AIM OF THE TASK: In the entries that follow, find the line containing "Query: lamp post"; from there, copy every line exactly through the line containing "like [157, 353].".

Data extracted from a collection:
------------------------------------------------
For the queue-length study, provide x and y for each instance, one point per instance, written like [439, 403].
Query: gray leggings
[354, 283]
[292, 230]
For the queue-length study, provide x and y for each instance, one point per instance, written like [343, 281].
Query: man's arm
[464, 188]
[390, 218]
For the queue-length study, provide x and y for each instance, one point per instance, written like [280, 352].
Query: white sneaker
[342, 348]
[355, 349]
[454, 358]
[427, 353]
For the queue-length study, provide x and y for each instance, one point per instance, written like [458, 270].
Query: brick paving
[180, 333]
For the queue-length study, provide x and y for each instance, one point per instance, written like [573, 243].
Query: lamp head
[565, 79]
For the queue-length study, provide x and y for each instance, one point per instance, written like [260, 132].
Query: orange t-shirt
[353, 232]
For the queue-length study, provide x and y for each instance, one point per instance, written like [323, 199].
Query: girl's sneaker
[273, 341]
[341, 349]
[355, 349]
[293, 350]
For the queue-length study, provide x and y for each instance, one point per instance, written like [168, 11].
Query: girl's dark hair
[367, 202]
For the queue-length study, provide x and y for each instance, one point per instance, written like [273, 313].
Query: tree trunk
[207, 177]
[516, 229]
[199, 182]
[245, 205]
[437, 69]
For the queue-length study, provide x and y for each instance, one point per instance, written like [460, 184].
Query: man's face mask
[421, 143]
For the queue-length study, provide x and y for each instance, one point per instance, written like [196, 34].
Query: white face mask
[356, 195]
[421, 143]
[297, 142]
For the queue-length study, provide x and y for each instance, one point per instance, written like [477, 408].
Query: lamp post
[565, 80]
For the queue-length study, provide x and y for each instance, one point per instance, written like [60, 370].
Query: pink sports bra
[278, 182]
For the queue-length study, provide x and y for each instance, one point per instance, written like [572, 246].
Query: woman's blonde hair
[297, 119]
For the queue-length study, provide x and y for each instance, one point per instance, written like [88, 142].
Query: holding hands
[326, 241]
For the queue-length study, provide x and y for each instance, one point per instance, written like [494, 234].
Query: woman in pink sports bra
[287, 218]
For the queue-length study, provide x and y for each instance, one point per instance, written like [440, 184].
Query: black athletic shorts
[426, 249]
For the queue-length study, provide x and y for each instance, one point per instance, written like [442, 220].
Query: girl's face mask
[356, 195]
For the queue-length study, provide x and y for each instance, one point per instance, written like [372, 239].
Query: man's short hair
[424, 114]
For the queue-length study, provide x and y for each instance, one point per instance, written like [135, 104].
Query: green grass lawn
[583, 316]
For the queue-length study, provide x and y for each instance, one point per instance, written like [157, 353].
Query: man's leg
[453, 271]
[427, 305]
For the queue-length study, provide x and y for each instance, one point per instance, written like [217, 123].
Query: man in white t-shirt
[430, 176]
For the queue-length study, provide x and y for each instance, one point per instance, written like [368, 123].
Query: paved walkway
------------------------------------------------
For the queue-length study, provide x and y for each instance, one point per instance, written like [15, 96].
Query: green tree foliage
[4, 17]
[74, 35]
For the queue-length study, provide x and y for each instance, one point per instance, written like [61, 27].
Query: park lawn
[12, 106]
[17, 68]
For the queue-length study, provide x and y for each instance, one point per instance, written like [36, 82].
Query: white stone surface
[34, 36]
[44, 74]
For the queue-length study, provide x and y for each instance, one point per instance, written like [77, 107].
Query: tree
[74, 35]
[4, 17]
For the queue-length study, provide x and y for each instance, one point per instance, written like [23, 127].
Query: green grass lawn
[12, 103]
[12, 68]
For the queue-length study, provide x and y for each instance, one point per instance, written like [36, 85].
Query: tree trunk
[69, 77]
------------------------------------------------
EXPECTED ANSWER:
Query: lamp post
[565, 80]
For the queue-length study, provide x and y for each instance, one point per instance, written like [60, 370].
Query: pink sports bra
[278, 182]
For the queue-length study, provide x and y for each instance, one point per instance, written like [572, 246].
Query: woman's blonde hair
[297, 119]
For the queue-length study, provide x and y for each instance, one point per instance, written like [88, 142].
Query: holding hands
[326, 241]
For the queue-length study, provide x and y for each instance, one point per instance, written like [494, 234].
Query: woman in pink sports bra
[287, 218]
For the queue-length study, provide x and y for each instance, one point per instance, written like [440, 184].
Query: black athletic shorts
[426, 249]
For the queue-length study, provide x and y for each instance, one point per instance, written like [442, 220].
Query: girl's face mask
[356, 195]
For the queue-length study, provide x and y for each instance, one point per instance, written like [372, 239].
Query: man's short hair
[424, 114]
For the queue-length study, provide x and y for each instance, one point per instance, written like [135, 104].
Query: green grass lawn
[583, 316]
For the queue-length study, provide x and y for each instance, one point per instance, written like [157, 353].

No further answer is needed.